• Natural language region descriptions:
---+---

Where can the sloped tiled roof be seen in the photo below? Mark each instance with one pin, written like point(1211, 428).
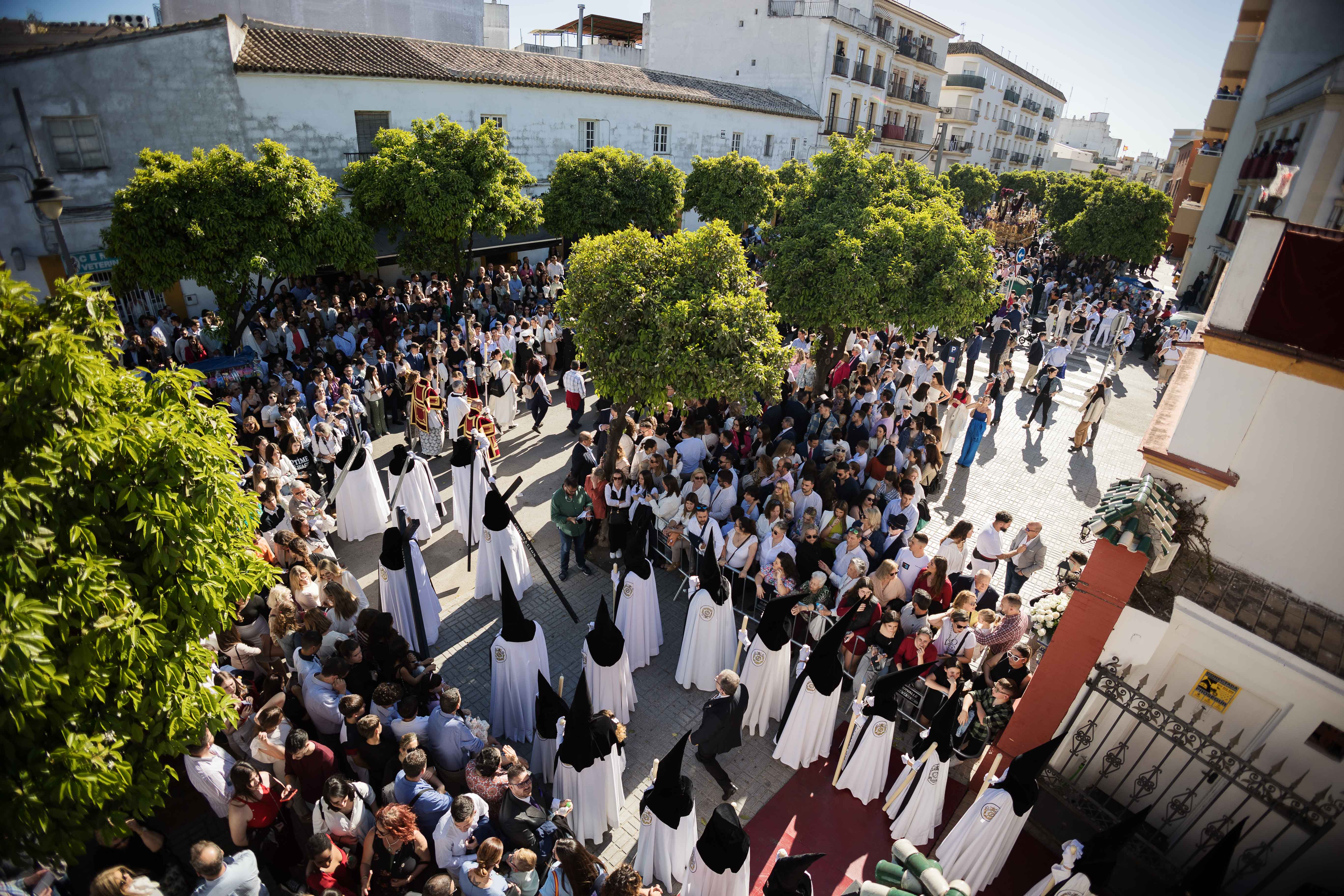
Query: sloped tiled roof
point(269, 48)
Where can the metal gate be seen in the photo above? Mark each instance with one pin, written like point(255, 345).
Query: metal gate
point(1128, 752)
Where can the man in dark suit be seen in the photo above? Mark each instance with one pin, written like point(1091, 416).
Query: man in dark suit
point(987, 598)
point(721, 729)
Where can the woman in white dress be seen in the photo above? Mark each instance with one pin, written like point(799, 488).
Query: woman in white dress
point(710, 640)
point(503, 392)
point(769, 660)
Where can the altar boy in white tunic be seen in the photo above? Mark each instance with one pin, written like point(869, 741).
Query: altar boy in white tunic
point(712, 636)
point(502, 547)
point(767, 670)
point(608, 667)
point(517, 656)
point(923, 784)
point(870, 756)
point(667, 823)
point(638, 613)
point(810, 719)
point(721, 864)
point(419, 492)
point(978, 847)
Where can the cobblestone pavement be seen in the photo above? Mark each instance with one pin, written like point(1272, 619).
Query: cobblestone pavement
point(1029, 473)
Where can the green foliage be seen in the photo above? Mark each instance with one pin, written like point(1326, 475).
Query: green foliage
point(733, 189)
point(978, 185)
point(608, 190)
point(220, 220)
point(1121, 220)
point(437, 185)
point(868, 241)
point(682, 312)
point(124, 541)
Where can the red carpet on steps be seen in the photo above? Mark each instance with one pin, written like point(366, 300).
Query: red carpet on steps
point(810, 816)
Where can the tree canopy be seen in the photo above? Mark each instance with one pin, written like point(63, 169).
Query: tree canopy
point(866, 241)
point(608, 189)
point(682, 312)
point(221, 220)
point(733, 189)
point(124, 541)
point(978, 185)
point(439, 185)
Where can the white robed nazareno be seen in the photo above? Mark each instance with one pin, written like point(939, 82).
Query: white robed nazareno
point(514, 667)
point(361, 506)
point(919, 811)
point(709, 643)
point(611, 687)
point(811, 727)
point(420, 498)
point(639, 618)
point(703, 882)
point(663, 852)
point(767, 678)
point(506, 546)
point(597, 796)
point(978, 847)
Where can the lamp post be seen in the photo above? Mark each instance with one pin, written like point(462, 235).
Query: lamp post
point(49, 198)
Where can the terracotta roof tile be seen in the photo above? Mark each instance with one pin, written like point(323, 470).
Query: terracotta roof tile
point(269, 48)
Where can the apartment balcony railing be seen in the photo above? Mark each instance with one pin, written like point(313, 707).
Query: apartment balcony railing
point(975, 83)
point(960, 113)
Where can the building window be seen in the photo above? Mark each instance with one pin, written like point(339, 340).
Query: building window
point(77, 143)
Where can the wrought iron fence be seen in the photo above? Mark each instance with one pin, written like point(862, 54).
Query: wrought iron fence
point(1128, 752)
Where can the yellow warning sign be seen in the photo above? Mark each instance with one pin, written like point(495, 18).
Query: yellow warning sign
point(1214, 691)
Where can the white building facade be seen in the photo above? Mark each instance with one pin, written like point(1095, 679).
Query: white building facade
point(877, 65)
point(324, 95)
point(999, 115)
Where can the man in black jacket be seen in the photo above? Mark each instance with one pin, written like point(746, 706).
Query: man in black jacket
point(721, 729)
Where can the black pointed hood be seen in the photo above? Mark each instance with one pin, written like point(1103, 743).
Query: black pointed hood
point(777, 623)
point(789, 876)
point(725, 844)
point(517, 628)
point(577, 749)
point(605, 643)
point(463, 452)
point(496, 511)
point(712, 579)
point(1206, 876)
point(393, 555)
point(400, 455)
point(886, 688)
point(550, 707)
point(1021, 780)
point(672, 796)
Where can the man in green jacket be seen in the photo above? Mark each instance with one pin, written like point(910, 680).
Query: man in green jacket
point(570, 512)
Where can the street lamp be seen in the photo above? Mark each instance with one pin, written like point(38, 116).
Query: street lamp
point(49, 198)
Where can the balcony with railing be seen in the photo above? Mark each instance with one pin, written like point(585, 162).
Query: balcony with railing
point(959, 113)
point(972, 83)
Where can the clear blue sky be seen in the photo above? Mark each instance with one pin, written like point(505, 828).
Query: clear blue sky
point(1154, 65)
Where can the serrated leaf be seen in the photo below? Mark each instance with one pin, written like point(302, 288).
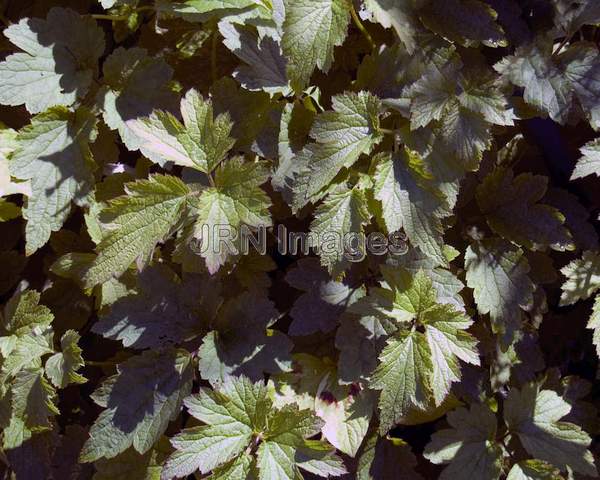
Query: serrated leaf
point(410, 201)
point(342, 136)
point(201, 142)
point(242, 342)
point(469, 447)
point(323, 301)
point(583, 278)
point(33, 399)
point(237, 416)
point(61, 368)
point(311, 31)
point(234, 201)
point(421, 359)
point(533, 470)
point(164, 311)
point(337, 228)
point(265, 67)
point(498, 273)
point(140, 400)
point(135, 85)
point(131, 465)
point(534, 416)
point(589, 163)
point(54, 155)
point(386, 459)
point(135, 223)
point(467, 22)
point(59, 60)
point(346, 410)
point(512, 209)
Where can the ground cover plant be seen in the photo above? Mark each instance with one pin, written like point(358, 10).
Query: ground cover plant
point(299, 239)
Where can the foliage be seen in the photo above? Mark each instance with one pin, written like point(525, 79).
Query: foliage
point(434, 311)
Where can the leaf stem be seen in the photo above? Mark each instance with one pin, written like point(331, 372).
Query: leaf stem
point(120, 18)
point(360, 25)
point(566, 40)
point(100, 364)
point(213, 55)
point(112, 18)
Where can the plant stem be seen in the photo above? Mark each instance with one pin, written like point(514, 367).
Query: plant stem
point(566, 40)
point(100, 364)
point(361, 26)
point(213, 55)
point(112, 18)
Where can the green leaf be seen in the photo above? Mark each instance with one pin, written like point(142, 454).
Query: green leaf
point(590, 162)
point(54, 155)
point(386, 459)
point(164, 311)
point(235, 200)
point(135, 84)
point(512, 210)
point(346, 410)
point(498, 274)
point(201, 142)
point(26, 334)
point(58, 63)
point(265, 67)
point(552, 82)
point(338, 224)
point(583, 278)
point(242, 342)
point(61, 368)
point(140, 400)
point(401, 16)
point(240, 420)
point(33, 399)
point(462, 102)
point(533, 470)
point(323, 301)
point(8, 185)
point(410, 200)
point(311, 31)
point(134, 223)
point(131, 465)
point(594, 323)
point(467, 22)
point(469, 446)
point(534, 416)
point(421, 360)
point(342, 136)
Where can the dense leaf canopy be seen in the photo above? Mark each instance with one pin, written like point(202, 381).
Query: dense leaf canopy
point(299, 239)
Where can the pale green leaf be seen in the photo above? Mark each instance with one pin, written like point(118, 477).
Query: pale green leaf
point(135, 84)
point(512, 209)
point(59, 60)
point(54, 155)
point(410, 200)
point(234, 201)
point(311, 31)
point(583, 278)
point(61, 368)
point(140, 400)
point(337, 227)
point(342, 136)
point(469, 446)
point(135, 223)
point(589, 163)
point(498, 273)
point(201, 142)
point(534, 416)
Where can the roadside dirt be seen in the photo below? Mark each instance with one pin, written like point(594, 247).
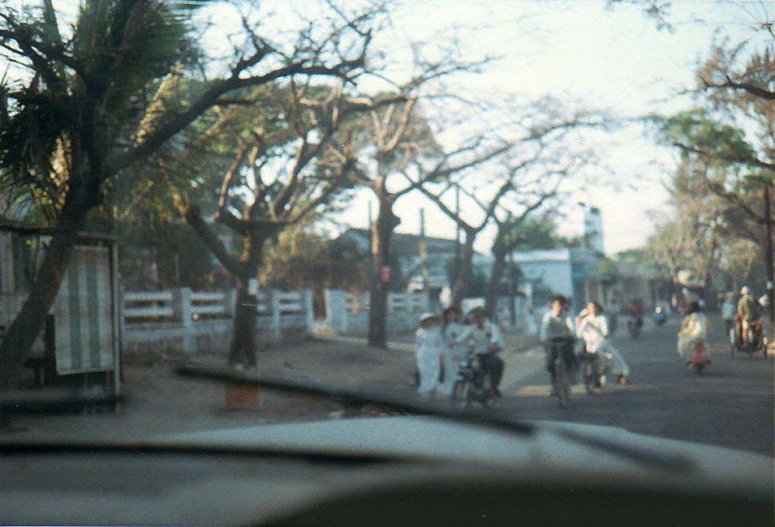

---+---

• WHAT YOU SHOULD DO: Given the records above, return exactly the lines starting at the line containing "Where can the man in black" and ending at the line containing "Where can the serrated", including both.

• WRITTEN SOLUTION:
Where can the man in black jacket be seen in the photo above? Mark each instance with one pin, written like point(746, 706).
Query: man in black jacket
point(721, 729)
Where can the black pointed hood be seen in the photo above? Mark each instance with one pin, written like point(1103, 743).
Query: black pointed hood
point(777, 623)
point(789, 876)
point(725, 844)
point(517, 628)
point(577, 749)
point(605, 643)
point(463, 452)
point(496, 511)
point(712, 579)
point(1206, 876)
point(393, 555)
point(400, 455)
point(886, 688)
point(550, 707)
point(1021, 780)
point(672, 796)
Where can the man in green jacket be seen in the photo above? Mark each instance with one pin, written like point(910, 680).
Query: man in green jacket
point(570, 512)
Where can the street lamp be seen in the photo above? Mark each instance with one pin, written like point(38, 116).
Query: street lamp
point(49, 198)
Where can the balcony with railing be seen in the photo above? Mark each instance with one pin, written like point(585, 162).
Query: balcony with railing
point(959, 113)
point(972, 83)
Where can the clear blue sky be seen in the photo above? Mark each instance with one pin, written like point(505, 828).
Query: clear blue sky
point(1154, 65)
Where can the serrated leaf be seen in the photo below? Mark each instance with one pin, written like point(302, 288).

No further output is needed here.